◆ **The problem**:
Below are records; work out how many of their lines hold the string "woman" and give that number alone.

◆ **Material shown**:
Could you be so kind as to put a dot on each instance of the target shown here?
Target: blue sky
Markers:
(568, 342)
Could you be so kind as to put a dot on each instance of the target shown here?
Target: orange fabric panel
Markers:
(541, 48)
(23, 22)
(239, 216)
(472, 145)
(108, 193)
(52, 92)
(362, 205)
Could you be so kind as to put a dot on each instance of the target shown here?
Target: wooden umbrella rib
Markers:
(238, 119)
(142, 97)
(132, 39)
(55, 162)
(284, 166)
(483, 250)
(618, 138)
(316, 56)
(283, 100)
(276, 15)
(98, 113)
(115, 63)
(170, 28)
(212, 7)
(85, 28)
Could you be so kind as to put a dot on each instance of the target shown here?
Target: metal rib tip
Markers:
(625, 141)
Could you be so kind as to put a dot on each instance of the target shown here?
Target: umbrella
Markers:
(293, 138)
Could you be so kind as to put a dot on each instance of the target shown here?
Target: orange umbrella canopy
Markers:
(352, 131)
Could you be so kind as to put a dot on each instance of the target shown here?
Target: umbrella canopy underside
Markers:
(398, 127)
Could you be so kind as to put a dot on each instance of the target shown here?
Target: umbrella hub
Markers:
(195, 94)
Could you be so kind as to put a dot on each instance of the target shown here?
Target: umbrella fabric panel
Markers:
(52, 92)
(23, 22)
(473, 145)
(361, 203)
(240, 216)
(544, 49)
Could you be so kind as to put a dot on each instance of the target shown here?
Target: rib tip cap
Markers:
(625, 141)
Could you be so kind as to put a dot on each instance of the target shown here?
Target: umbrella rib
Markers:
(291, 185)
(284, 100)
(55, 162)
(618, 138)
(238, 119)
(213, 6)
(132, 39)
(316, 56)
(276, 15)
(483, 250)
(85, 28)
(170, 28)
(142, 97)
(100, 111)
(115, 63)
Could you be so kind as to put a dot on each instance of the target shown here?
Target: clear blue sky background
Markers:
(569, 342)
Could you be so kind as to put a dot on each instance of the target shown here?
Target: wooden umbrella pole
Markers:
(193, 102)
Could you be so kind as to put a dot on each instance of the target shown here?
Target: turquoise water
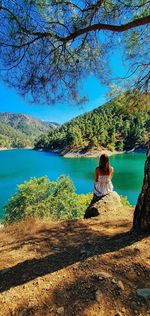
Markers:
(19, 165)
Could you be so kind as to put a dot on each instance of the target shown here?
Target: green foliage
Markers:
(51, 46)
(41, 197)
(110, 126)
(19, 130)
(124, 201)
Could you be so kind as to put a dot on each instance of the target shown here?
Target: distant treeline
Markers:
(109, 126)
(20, 130)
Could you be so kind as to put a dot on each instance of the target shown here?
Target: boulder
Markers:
(109, 203)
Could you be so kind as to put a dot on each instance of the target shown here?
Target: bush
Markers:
(40, 197)
(125, 201)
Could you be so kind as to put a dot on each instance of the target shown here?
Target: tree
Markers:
(47, 47)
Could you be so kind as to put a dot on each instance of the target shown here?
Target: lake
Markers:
(19, 165)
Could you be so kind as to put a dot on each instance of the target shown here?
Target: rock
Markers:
(109, 203)
(103, 275)
(61, 311)
(145, 292)
(120, 285)
(118, 314)
(99, 296)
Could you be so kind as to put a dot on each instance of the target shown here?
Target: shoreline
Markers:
(4, 148)
(92, 153)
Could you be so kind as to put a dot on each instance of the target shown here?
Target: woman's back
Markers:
(103, 184)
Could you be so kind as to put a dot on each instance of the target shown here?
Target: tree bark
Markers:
(141, 220)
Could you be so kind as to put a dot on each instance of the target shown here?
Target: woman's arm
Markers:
(96, 175)
(111, 172)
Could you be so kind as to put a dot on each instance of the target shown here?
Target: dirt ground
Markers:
(89, 267)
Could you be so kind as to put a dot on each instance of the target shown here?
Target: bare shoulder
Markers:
(111, 170)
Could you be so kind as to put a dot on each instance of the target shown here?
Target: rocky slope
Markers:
(90, 267)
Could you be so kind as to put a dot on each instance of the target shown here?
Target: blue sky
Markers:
(10, 101)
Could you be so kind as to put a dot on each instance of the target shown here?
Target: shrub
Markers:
(40, 197)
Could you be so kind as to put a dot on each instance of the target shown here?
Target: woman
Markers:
(103, 176)
(102, 185)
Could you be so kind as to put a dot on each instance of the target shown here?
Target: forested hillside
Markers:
(109, 126)
(20, 130)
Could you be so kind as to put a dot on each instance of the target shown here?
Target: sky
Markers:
(10, 101)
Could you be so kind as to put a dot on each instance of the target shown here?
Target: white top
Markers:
(103, 185)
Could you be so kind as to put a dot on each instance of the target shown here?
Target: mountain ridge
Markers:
(108, 127)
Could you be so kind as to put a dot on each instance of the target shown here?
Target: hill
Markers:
(21, 130)
(108, 127)
(92, 267)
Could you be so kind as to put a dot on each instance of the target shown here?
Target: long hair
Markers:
(104, 166)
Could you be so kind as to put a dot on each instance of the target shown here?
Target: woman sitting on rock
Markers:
(102, 185)
(103, 176)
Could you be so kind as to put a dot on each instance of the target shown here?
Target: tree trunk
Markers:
(141, 221)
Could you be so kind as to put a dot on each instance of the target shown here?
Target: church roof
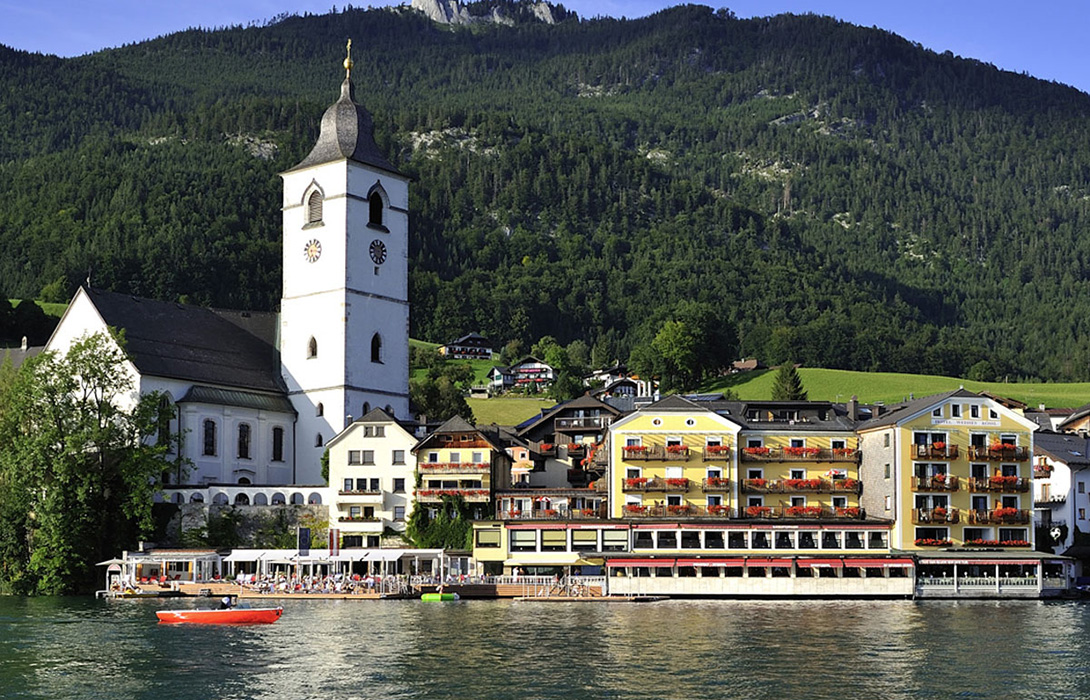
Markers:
(194, 344)
(348, 132)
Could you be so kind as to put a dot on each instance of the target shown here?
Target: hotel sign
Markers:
(977, 423)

◆ **Expected answer**:
4